- _What the task asks_: Repeat the records below exactly.

- _Data for the task_:
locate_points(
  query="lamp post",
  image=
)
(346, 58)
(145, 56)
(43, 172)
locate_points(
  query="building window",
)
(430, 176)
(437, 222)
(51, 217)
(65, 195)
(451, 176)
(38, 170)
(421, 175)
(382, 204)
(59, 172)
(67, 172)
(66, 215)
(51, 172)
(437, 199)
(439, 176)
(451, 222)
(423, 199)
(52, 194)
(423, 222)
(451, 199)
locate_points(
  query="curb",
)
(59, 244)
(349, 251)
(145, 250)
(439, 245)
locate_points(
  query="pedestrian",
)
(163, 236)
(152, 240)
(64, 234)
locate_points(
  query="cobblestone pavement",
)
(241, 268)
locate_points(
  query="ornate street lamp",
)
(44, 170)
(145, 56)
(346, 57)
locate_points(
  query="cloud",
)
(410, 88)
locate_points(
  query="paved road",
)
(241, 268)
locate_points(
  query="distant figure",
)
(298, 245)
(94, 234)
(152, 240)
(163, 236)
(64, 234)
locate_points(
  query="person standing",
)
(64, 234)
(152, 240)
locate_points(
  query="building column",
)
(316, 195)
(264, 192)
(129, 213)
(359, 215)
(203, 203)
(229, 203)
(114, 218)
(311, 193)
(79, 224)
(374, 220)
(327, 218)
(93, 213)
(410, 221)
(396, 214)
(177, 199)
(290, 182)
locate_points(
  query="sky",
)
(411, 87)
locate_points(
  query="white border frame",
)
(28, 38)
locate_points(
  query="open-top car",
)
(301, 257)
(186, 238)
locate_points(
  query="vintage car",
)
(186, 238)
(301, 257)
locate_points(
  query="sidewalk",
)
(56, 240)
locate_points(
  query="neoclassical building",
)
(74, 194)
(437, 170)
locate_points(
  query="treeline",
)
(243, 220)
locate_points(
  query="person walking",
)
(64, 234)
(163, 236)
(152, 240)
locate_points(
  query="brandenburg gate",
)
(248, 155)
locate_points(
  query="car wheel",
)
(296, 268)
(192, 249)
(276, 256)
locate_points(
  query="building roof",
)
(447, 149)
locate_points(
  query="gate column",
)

- _Exercise answer_:
locate_points(
  query="lamp post",
  image=
)
(346, 58)
(145, 56)
(43, 172)
locate_points(
  query="building window",
)
(430, 176)
(437, 222)
(51, 217)
(65, 195)
(451, 176)
(38, 170)
(421, 175)
(382, 204)
(59, 172)
(67, 172)
(66, 215)
(51, 172)
(437, 199)
(439, 176)
(451, 222)
(423, 199)
(52, 194)
(423, 222)
(451, 199)
locate_points(
  query="curb",
)
(59, 244)
(349, 251)
(145, 250)
(439, 245)
locate_points(
  query="pedestrian",
)
(163, 236)
(152, 240)
(64, 234)
locate_points(
  query="cobblestone pavement",
)
(241, 268)
locate_points(
  query="ornate street lamp",
)
(44, 170)
(145, 56)
(346, 57)
locate_points(
  query="cloud",
)
(410, 88)
locate_points(
  query="paved road",
)
(241, 268)
locate_points(
  query="distant figure",
)
(298, 245)
(94, 234)
(152, 240)
(163, 236)
(64, 234)
locate_points(
  query="person standing",
)
(64, 234)
(152, 240)
locate_points(
  query="building column",
)
(316, 195)
(264, 192)
(129, 213)
(359, 215)
(203, 203)
(229, 203)
(114, 218)
(311, 193)
(79, 224)
(374, 220)
(327, 218)
(93, 213)
(410, 221)
(396, 214)
(177, 199)
(290, 182)
locate_points(
  query="sky",
)
(411, 87)
locate_points(
  query="white border frame",
)
(28, 38)
locate_points(
  query="open-top car",
)
(301, 257)
(186, 238)
locate_points(
  query="vintage car",
)
(186, 238)
(301, 257)
locate_points(
  query="sidewalk",
)
(56, 240)
locate_points(
  query="neoclassical building",
)
(74, 194)
(437, 170)
locate_points(
  query="treeline",
)
(243, 220)
locate_points(
  query="person walking",
)
(64, 234)
(163, 236)
(152, 240)
locate_points(
  query="brandenburg gate",
)
(248, 155)
locate_points(
  query="car wheel",
)
(296, 268)
(192, 249)
(276, 256)
locate_points(
  query="building roof",
)
(447, 149)
locate_points(
  query="gate column",
)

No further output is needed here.